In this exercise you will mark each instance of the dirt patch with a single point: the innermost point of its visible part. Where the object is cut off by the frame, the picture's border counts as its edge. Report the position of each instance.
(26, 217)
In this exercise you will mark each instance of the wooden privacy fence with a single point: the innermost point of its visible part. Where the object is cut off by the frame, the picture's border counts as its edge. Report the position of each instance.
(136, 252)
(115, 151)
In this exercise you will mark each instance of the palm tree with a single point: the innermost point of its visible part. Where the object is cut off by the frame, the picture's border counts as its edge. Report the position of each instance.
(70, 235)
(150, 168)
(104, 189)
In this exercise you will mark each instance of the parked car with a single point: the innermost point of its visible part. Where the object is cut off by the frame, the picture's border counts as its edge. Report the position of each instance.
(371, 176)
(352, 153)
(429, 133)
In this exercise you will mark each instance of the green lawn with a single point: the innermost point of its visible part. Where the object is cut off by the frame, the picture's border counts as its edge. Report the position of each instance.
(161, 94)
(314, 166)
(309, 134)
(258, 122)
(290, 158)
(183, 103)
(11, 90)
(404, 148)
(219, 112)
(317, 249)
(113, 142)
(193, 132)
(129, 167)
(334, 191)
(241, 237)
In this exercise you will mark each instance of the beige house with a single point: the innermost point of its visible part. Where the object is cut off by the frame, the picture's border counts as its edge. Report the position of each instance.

_ _ _ _ _

Convert everything from the line containing "In this exercise you will mark each instance of the green" down to the end of the records into a JSON list of strings, one string per line, skipping blank lines.

- _THE RESPONSE_:
[
  "In this exercise you will mark each instance of the green lawn with a single point: the innermost point of its visible part. Where the object is cut off by the frame, the picture's border counts as its edge. Report the position of each instance.",
  "(161, 94)",
  "(314, 166)",
  "(309, 134)",
  "(258, 122)",
  "(290, 158)",
  "(183, 103)",
  "(11, 90)",
  "(404, 148)",
  "(219, 112)",
  "(317, 249)",
  "(113, 142)",
  "(193, 132)",
  "(129, 167)",
  "(334, 191)",
  "(241, 237)",
  "In this exercise you will mark each instance of the beige house with a single point: the innermost point of its visible part. Where the object is cut off by the frame, the picture's border counts as its edge. Report the position of each instance."
]